▸ **PROBLEMS**
1/ Decide whether each statement agrees with the curry recipe excerpt: (a) leftovers keep in the fridge for up to a week; (b) kale or peas can stand in for spinach; (c) the dish is too much work for a weeknight. For each one, answer yes or no and quote the words of the excerpt that settle it.
2/ From the curry recipe excerpt, print the stretch from "Ingredient Swaps &" through "a different richness." word for word.

▸ **PAGE EXCERPT**
This is the sort of recipe you will come back to again and again. It is simple enough for a weeknight but delicious enough for when you want to serve something special. The leftovers taste even better as the flavours have time to deepen, which makes it ideal for meal prep too.
If you are looking for a dish that shows off how comforting vegan food can be, this coconut lentil curry is a perfect choice.
Storage & Leftovers
Store in the fridge for up to 4 days or freeze for 2 months. Reheat gently with a splash of water.
Ingredient Swaps & Variations
– Swap spinach for kale or peas.
– Use green or brown lentils for more texture.
– Replace coconut milk with cashew cream for a different richness.
Serving Suggestions
Serve with rice, naan, or quinoa. Add chutney or pickles for extra flavour.

▸ **RECORDS SUPPLIED**
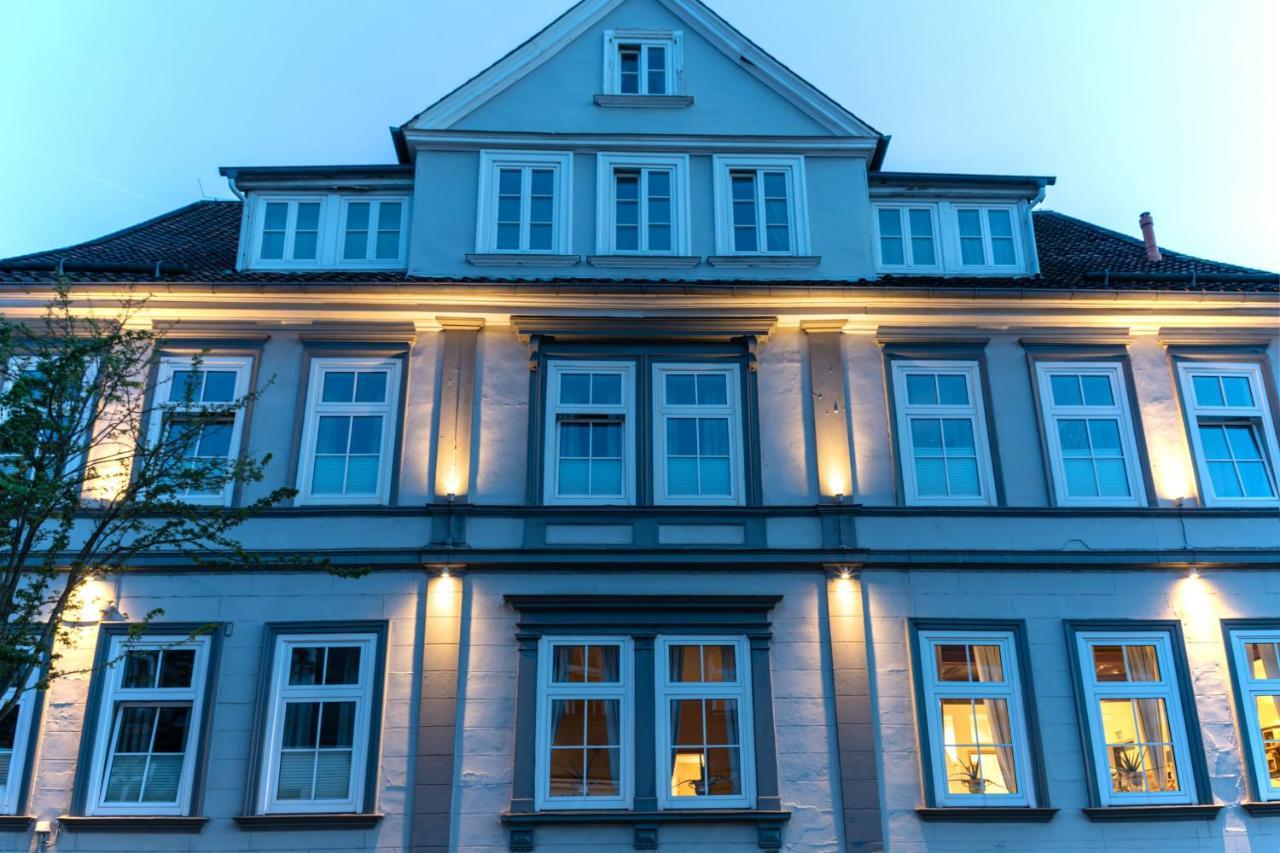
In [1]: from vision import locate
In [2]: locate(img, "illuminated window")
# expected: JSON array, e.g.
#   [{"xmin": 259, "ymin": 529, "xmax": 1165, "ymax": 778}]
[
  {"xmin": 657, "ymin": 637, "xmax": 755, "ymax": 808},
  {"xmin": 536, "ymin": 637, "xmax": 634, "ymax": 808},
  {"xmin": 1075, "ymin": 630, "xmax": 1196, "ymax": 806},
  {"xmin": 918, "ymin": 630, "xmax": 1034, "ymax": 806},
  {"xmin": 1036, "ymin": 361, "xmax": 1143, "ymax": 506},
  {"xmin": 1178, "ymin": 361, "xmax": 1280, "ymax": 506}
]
==
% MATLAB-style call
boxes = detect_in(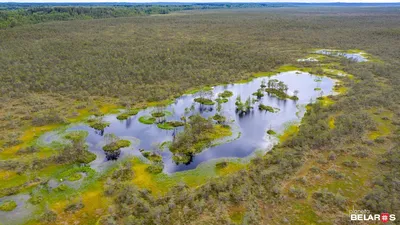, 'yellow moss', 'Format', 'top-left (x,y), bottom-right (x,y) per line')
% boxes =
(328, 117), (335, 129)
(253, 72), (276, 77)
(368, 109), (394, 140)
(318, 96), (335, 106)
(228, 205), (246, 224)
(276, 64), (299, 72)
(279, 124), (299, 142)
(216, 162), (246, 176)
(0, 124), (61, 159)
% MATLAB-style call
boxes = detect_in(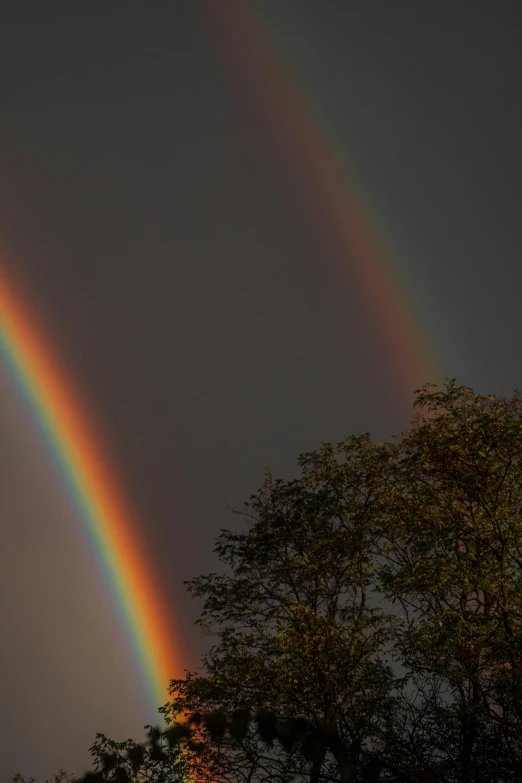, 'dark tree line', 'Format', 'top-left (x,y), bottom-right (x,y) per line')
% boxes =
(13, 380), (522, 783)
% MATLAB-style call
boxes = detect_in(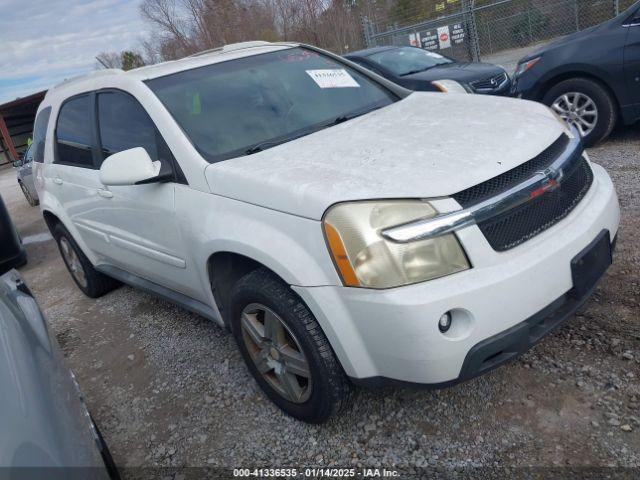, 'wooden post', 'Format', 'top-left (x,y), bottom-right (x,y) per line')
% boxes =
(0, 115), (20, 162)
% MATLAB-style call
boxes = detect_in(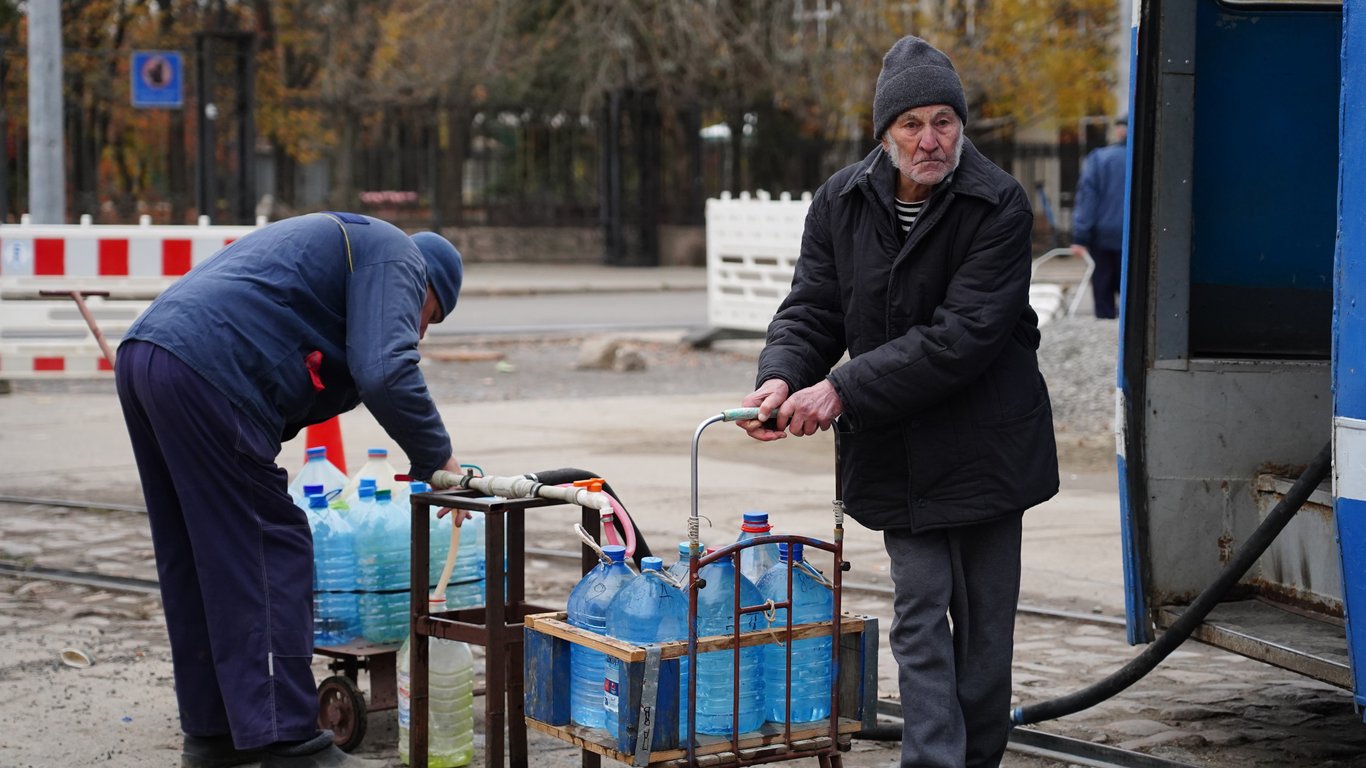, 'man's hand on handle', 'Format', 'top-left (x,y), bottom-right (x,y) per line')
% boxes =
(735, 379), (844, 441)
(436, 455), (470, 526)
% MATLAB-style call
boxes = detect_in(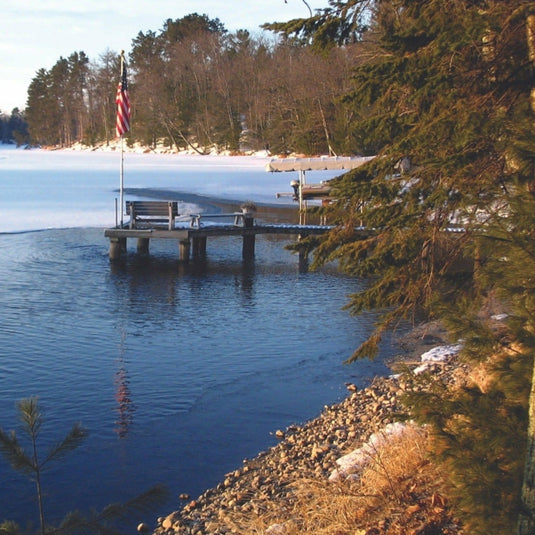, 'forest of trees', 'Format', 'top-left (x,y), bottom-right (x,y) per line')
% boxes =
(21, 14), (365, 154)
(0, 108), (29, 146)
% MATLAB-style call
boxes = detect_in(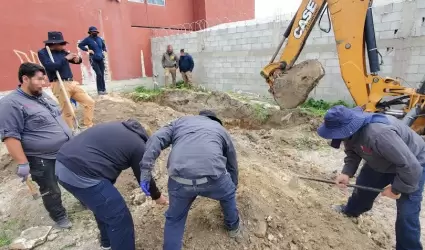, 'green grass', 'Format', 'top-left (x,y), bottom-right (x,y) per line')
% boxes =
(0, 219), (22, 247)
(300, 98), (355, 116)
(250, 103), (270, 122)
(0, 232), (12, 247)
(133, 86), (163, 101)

▸ **TASK SOLUTIONS**
1/
(a) No: "Store in the fridge for up to 4 days"
(b) Yes: "Swap spinach for kale or peas."
(c) No: "It is simple enough for a weeknight"

2/
Ingredient Swaps & Variations
– Swap spinach for kale or peas.
– Use green or brown lentils for more texture.
– Replace coconut milk with cashew cream for a different richness.